Please transcribe the data that follows exactly, from its first line through the line that contains "negative clicks: (993, 425)".

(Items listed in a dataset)
· · · · · · ·

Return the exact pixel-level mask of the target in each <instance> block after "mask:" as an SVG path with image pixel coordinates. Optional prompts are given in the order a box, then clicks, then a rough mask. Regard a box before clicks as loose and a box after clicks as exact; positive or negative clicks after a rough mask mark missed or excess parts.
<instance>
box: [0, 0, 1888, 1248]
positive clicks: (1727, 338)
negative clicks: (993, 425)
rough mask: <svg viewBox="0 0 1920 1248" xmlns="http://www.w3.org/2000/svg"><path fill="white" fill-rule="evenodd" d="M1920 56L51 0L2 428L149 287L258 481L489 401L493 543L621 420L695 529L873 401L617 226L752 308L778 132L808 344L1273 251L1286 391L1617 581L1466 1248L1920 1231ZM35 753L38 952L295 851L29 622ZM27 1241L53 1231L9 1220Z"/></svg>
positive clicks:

· · · · · · ·

> [Written response]:
Return the exact pixel-level mask of the target in each <instance> block after "mask:" as an SVG path with image pixel coordinates. Optional prompts are given in the order a box, then clicks, then a rough mask. Regard a box before clicks as loose and a box after clicks as exact; positive or negative clicks after a rough mask mark missed or excess parts.
<instance>
box: [0, 0, 1888, 1248]
positive clicks: (1727, 338)
negative clicks: (993, 425)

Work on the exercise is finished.